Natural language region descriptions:
== Segment start ==

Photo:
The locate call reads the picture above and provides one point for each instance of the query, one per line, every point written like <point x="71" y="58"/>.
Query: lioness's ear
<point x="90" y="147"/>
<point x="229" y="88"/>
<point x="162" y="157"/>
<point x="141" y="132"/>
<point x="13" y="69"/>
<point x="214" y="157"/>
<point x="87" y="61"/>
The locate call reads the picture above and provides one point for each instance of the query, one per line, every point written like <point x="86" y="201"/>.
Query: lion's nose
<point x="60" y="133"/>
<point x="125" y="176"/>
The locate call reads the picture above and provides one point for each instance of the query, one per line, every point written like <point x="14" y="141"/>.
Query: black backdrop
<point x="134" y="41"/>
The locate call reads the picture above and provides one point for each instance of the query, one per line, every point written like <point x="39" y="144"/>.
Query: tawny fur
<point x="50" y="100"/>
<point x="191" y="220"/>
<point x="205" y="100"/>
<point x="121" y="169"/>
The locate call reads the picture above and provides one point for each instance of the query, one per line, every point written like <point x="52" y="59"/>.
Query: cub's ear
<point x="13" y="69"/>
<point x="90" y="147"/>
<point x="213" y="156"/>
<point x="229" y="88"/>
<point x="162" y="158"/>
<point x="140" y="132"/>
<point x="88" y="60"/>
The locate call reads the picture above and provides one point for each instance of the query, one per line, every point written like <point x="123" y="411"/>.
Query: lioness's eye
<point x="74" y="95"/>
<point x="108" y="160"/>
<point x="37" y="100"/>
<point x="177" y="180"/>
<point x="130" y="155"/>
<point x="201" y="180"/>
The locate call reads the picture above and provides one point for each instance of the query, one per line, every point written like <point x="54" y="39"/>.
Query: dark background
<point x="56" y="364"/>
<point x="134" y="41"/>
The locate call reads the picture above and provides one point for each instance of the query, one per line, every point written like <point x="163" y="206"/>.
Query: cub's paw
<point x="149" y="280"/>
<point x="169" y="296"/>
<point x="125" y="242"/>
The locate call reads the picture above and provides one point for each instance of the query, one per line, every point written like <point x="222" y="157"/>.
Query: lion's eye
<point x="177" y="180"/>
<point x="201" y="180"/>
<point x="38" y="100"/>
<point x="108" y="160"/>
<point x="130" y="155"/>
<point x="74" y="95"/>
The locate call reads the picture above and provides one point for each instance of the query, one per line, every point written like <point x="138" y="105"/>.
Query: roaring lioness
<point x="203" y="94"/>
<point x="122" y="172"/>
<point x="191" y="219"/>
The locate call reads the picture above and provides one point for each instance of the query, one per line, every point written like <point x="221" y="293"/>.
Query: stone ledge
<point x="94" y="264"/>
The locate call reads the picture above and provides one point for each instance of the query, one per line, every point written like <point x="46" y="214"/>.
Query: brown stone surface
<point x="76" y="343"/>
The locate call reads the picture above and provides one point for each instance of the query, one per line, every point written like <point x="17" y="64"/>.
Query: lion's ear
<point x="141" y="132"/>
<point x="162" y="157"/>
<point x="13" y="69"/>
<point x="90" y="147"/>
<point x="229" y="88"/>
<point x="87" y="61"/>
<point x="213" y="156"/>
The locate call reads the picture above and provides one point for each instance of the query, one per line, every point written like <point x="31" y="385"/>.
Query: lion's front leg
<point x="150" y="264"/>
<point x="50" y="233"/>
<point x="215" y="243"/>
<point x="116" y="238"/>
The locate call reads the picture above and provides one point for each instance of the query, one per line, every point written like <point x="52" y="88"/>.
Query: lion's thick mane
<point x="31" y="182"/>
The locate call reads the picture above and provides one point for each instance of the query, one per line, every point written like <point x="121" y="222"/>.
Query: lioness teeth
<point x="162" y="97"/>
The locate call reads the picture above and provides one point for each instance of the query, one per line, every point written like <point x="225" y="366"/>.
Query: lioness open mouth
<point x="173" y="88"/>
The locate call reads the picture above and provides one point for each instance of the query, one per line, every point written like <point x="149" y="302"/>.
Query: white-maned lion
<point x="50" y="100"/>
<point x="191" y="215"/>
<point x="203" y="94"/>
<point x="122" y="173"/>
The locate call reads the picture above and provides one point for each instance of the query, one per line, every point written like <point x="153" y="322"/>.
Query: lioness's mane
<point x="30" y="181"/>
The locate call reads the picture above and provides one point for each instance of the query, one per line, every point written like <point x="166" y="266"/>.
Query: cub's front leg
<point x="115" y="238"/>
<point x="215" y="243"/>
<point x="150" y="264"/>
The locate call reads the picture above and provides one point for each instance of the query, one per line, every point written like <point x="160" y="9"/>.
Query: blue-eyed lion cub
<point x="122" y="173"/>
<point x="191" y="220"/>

== Segment end ==

WHAT YOU SHOULD DO ▸ Please write out all the data above, exactly as it reads.

FINAL ANSWER ▸
Photo:
The locate call reads the picture above and provides one point for each instance of the query, one per line, every point written like <point x="71" y="58"/>.
Query: lioness's ear
<point x="90" y="147"/>
<point x="229" y="88"/>
<point x="162" y="157"/>
<point x="141" y="132"/>
<point x="13" y="69"/>
<point x="214" y="157"/>
<point x="87" y="61"/>
The locate call reads the picture above and provides one point for each instance of the query, one per line, every point written like <point x="86" y="201"/>.
Query: lion's nose
<point x="60" y="133"/>
<point x="125" y="176"/>
The locate call reads the picture above and provides one point for each instance of the query, one per line, every point written like <point x="14" y="141"/>.
Query: black backdrop
<point x="134" y="41"/>
The locate call reads the picture above and provides one point for each instance of the query, one per line, every point written like <point x="39" y="144"/>.
Query: tawny fur
<point x="50" y="100"/>
<point x="191" y="220"/>
<point x="205" y="100"/>
<point x="121" y="169"/>
The locate call reads the picture above and provides one point for each instance of the query, one per line, every point written like <point x="52" y="59"/>.
Query: cub's ear
<point x="13" y="69"/>
<point x="90" y="147"/>
<point x="213" y="156"/>
<point x="229" y="88"/>
<point x="162" y="158"/>
<point x="140" y="132"/>
<point x="88" y="60"/>
The locate call reads the picture above and provides one point for each instance of the query, one per line, every point written like <point x="123" y="411"/>.
Query: lioness's eye
<point x="74" y="95"/>
<point x="108" y="160"/>
<point x="37" y="100"/>
<point x="177" y="180"/>
<point x="130" y="155"/>
<point x="201" y="180"/>
The locate call reads the picture above and provides one point for each instance of the query, one per line, every point written like <point x="54" y="39"/>.
Query: dark background
<point x="56" y="364"/>
<point x="134" y="41"/>
The locate call reads the picture above and provides one point for each instance of the query, one per line, every point written like <point x="163" y="206"/>.
Query: cub's paw
<point x="149" y="280"/>
<point x="169" y="296"/>
<point x="125" y="242"/>
The locate call reads the picture above and provides one point for each instance of the query, one per line, every point written like <point x="222" y="157"/>.
Query: lion's eye
<point x="177" y="180"/>
<point x="201" y="180"/>
<point x="38" y="100"/>
<point x="108" y="160"/>
<point x="130" y="155"/>
<point x="74" y="95"/>
The locate call reads the picture above and provides one point for each instance of the query, one per line, every point written like <point x="138" y="105"/>.
Query: roaring lioness
<point x="203" y="94"/>
<point x="122" y="172"/>
<point x="191" y="219"/>
The locate call reads the picture above and provides one point for each instance of the query, one per line, every point written like <point x="221" y="293"/>.
Query: stone ledge
<point x="94" y="264"/>
The locate call reads the picture above and provides one point for each instance of the query, one per line, every point written like <point x="46" y="214"/>.
Query: brown stone surface
<point x="76" y="343"/>
The locate call reads the picture above and provides one point for each instance of the query, one per line, every point written like <point x="17" y="64"/>.
Query: lion's ear
<point x="141" y="132"/>
<point x="162" y="157"/>
<point x="13" y="69"/>
<point x="90" y="147"/>
<point x="229" y="88"/>
<point x="87" y="61"/>
<point x="213" y="156"/>
The locate call reads the picture above and provides one point for each instance of the query, one per line, every point written like <point x="31" y="385"/>.
Query: lion's front leg
<point x="150" y="264"/>
<point x="50" y="233"/>
<point x="215" y="243"/>
<point x="116" y="238"/>
The locate call reads the picture above and provides one point for each instance of the query, one per line, every point written like <point x="52" y="88"/>.
Query: lion's thick mane
<point x="31" y="182"/>
The locate call reads the picture above and provides one point for each instance of the query, one per line, every point written like <point x="121" y="222"/>.
Query: lioness teeth
<point x="162" y="97"/>
The locate call reads the picture above and provides one point for each instance of the query, one per line, every point written like <point x="225" y="366"/>.
Query: lioness open mouth
<point x="173" y="88"/>
The locate call reads the picture above and provides one point for each instance of the query, one per line, every point written like <point x="149" y="302"/>.
Query: white-maned lion
<point x="50" y="100"/>
<point x="191" y="215"/>
<point x="203" y="94"/>
<point x="122" y="173"/>
The locate call reads the picture above and provides one point for each instance of the query, one per line, every point written like <point x="153" y="322"/>.
Query: lioness's mane
<point x="30" y="181"/>
The locate call reads the picture above and provides one point for each instance of the query, one per line, every point written like <point x="166" y="266"/>.
Query: cub's front leg
<point x="115" y="238"/>
<point x="215" y="243"/>
<point x="150" y="264"/>
The locate call reads the picture above and provides one point for each instance of the query, one per line, every point written like <point x="160" y="9"/>.
Query: blue-eyed lion cub
<point x="122" y="173"/>
<point x="191" y="220"/>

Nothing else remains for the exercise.